§ **GIVEN RECORDS**:
★ ★ ★ ★
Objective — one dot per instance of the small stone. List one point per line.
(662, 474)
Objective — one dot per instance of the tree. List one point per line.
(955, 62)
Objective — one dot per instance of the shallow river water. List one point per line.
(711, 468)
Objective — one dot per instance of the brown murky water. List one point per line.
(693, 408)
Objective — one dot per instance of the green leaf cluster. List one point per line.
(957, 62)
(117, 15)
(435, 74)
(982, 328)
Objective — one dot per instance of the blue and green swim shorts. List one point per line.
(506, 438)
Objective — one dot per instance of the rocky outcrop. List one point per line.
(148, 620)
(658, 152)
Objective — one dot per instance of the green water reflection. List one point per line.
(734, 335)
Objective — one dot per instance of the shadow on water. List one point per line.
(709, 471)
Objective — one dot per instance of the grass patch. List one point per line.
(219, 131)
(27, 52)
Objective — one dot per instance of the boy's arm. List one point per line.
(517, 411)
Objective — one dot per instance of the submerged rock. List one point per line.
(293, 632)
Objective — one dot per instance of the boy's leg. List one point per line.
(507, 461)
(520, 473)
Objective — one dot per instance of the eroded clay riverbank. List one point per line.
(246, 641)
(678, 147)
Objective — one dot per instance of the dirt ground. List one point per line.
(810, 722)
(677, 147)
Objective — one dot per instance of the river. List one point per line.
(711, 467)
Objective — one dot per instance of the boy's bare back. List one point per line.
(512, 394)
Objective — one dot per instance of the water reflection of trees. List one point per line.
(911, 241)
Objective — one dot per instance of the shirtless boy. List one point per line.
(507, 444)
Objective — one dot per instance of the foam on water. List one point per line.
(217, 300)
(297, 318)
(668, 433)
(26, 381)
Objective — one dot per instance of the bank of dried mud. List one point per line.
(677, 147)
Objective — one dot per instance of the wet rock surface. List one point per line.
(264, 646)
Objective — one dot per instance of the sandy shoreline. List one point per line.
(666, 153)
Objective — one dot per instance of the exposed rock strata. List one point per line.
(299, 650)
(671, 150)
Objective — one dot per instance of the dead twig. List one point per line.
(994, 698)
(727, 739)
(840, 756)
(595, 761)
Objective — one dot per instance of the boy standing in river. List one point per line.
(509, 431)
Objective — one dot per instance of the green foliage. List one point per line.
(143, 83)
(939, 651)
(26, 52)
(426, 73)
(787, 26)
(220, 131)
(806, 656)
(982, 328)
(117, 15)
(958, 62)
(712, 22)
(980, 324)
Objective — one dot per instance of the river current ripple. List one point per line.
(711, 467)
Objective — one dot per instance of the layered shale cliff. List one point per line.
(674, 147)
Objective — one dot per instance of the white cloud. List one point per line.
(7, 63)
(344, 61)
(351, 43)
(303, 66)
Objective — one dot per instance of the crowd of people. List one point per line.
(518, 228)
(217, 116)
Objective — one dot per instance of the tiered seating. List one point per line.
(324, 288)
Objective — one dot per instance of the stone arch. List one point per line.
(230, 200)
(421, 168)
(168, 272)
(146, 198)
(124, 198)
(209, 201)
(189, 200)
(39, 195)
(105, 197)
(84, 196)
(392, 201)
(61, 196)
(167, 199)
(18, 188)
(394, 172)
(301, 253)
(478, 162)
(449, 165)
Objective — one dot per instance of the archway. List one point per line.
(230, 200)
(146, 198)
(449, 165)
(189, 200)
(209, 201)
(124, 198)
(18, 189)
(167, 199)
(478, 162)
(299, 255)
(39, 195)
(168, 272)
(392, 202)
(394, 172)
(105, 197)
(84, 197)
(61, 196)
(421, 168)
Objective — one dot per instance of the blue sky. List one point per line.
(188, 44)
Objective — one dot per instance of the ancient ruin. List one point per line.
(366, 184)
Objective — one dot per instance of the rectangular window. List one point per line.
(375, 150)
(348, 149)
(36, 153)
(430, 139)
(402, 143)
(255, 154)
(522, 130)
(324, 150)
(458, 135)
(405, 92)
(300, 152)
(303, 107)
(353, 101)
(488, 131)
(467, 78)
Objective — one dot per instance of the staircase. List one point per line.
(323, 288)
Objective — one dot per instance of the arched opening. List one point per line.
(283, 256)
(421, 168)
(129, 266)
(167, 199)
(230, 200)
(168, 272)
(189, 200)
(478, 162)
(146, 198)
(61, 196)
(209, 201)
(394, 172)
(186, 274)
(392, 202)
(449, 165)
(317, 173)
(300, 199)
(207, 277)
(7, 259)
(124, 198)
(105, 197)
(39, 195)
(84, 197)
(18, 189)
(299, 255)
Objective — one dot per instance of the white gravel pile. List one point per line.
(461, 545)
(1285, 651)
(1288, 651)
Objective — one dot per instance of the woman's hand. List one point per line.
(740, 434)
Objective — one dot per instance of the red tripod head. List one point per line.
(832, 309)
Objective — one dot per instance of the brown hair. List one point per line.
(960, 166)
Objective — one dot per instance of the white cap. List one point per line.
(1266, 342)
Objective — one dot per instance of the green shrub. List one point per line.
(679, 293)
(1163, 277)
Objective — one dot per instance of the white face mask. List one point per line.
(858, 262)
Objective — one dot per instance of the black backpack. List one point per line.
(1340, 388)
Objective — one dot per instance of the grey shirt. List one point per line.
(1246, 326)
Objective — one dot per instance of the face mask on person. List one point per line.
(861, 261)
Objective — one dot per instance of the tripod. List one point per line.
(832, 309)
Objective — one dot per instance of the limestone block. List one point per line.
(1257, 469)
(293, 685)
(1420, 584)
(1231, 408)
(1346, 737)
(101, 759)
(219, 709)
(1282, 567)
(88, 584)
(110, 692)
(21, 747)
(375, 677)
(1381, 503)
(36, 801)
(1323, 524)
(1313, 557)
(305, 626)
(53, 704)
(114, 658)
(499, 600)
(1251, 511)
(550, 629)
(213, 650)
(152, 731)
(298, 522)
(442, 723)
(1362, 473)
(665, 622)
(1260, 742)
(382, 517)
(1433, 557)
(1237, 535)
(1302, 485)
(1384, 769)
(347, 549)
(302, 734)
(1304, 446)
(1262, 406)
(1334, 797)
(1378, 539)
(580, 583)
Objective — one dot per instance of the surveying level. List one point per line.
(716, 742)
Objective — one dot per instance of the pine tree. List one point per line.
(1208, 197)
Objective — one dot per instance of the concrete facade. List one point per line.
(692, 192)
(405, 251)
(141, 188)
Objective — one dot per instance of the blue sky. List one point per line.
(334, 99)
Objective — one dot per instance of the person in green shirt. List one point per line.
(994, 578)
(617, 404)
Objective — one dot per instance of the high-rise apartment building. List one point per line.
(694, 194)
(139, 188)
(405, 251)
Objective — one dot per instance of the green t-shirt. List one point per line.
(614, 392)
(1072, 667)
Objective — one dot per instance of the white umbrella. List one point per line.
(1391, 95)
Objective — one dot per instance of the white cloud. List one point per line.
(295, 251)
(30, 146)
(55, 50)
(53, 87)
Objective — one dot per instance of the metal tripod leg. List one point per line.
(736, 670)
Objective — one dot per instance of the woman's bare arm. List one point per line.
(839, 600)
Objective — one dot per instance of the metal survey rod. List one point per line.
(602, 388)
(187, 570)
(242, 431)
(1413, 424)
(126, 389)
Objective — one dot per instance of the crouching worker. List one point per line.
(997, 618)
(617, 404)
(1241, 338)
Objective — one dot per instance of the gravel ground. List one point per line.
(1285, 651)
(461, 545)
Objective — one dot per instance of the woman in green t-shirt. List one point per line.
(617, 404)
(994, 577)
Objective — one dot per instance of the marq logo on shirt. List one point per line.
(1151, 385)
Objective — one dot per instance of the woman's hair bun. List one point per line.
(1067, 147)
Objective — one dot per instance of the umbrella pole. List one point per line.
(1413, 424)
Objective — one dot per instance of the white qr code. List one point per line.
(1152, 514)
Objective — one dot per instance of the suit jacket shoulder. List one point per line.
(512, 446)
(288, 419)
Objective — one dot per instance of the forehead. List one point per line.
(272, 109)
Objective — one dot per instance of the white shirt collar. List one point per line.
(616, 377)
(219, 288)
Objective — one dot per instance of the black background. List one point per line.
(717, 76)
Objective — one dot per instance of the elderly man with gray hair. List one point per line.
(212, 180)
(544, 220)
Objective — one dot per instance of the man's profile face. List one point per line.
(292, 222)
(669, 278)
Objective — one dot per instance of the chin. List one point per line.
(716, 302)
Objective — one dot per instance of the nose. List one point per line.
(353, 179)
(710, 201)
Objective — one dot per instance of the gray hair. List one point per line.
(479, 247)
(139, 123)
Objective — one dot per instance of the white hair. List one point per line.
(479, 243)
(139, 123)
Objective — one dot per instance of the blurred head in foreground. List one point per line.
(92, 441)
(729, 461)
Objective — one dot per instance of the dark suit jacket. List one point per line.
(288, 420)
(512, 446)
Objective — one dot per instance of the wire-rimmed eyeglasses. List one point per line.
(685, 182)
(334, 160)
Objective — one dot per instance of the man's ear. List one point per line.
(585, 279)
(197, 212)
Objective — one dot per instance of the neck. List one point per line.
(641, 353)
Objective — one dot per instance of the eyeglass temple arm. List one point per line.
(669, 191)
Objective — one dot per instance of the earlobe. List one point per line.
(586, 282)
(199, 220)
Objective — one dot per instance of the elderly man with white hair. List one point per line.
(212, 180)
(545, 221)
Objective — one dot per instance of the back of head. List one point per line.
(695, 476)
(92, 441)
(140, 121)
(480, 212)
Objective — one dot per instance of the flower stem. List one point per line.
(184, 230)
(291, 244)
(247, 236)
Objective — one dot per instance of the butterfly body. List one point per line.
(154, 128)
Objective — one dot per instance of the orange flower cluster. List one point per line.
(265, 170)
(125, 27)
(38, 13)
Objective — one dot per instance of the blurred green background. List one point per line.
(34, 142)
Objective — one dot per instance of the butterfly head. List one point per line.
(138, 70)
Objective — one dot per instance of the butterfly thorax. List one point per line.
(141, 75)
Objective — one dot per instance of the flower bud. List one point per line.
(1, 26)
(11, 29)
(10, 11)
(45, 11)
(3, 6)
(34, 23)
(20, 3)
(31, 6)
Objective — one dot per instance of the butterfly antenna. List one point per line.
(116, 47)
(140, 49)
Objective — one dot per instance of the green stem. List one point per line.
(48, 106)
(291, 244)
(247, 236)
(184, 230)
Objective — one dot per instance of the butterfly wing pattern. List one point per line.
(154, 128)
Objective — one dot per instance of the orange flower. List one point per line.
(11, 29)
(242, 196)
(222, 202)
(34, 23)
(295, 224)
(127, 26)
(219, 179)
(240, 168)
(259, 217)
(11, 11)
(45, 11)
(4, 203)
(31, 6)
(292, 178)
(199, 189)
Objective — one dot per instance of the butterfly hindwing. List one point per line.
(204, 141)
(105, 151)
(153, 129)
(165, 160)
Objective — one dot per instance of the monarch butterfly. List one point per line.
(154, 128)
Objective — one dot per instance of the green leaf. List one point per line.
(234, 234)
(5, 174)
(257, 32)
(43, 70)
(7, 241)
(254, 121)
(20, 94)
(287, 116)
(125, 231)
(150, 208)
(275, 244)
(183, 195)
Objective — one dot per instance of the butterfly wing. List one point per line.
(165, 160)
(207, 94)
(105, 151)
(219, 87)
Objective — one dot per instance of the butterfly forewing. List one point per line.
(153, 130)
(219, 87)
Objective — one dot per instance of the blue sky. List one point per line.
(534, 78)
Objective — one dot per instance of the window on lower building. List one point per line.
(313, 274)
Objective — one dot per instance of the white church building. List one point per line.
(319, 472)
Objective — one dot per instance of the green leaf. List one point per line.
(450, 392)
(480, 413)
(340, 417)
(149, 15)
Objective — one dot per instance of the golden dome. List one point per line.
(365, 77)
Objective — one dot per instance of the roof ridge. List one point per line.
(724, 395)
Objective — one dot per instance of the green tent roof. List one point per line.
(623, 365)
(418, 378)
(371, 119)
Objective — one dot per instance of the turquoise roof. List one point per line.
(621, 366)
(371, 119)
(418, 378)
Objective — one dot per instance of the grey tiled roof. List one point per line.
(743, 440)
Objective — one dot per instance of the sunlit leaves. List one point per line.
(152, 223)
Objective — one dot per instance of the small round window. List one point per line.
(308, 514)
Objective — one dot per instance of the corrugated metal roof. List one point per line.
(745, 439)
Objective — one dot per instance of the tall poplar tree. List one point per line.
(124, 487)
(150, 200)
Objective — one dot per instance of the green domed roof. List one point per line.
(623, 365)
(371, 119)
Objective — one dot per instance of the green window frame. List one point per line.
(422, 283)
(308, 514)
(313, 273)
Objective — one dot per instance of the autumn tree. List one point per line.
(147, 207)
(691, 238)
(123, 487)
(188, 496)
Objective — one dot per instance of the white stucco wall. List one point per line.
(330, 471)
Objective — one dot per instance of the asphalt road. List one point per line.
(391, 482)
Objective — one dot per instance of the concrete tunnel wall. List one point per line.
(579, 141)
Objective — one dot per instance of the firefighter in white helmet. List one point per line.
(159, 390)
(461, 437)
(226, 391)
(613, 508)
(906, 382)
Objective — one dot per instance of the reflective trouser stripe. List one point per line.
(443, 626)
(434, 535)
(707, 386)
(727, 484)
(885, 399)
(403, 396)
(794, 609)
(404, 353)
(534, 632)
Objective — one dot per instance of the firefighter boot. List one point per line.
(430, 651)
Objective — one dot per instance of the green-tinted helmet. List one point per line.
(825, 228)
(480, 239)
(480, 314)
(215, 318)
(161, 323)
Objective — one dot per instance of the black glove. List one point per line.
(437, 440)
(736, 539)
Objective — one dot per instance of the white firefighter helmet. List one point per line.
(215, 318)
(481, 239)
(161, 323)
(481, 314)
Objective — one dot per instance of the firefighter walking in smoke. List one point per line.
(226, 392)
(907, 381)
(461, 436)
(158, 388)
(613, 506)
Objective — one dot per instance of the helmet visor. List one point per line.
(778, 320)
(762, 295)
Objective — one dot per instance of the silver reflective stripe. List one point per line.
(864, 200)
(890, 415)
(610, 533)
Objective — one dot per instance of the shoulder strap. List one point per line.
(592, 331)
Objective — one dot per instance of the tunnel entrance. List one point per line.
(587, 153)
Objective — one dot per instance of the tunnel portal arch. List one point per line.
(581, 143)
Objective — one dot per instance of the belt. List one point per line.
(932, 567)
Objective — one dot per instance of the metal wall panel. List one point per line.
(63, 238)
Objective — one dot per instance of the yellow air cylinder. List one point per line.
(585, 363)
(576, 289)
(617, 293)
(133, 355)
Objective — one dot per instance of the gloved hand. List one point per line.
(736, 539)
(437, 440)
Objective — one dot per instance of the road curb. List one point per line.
★ ★ ★ ★
§ **PROBLEM**:
The answer must be the line containing "Objective — one dot per instance of the white firefighter" and every line after it through the last line of the records above, repeated exactly.

§ **TASK OUTPUT**:
Objective — one dot per instance of the white firefighter helmet. List one point per line.
(215, 318)
(481, 239)
(161, 323)
(481, 314)
Objective — one dot per instance of the firefighter walking in smoke. List one point per line.
(226, 392)
(907, 381)
(461, 436)
(158, 388)
(613, 506)
Objective — one dot per instance of the helmet visor. List one point per line.
(778, 320)
(762, 295)
Objective — one dot per instance of the silver reflective stripe. List one point per line.
(864, 200)
(890, 415)
(610, 533)
Objective — one dot per instance of the shoulder strap. List one point per line.
(592, 331)
Objective — one dot per instance of the tunnel entrance. List one point per line.
(587, 153)
Objective — one dot per instance of the tunnel portal arch. List one point per line.
(581, 143)
Objective — one dot per instance of the belt. List one point per line.
(932, 567)
Objective — one dot per instance of the metal wall panel. List one point per line.
(63, 238)
Objective — one dot per instance of the yellow air cylinder. List one point per line.
(585, 363)
(576, 289)
(617, 293)
(133, 355)
Objective — one dot per instance of the gloved hand. List one point per line.
(736, 539)
(437, 440)
Objective — one dot per instance of the road curb. List one point per line.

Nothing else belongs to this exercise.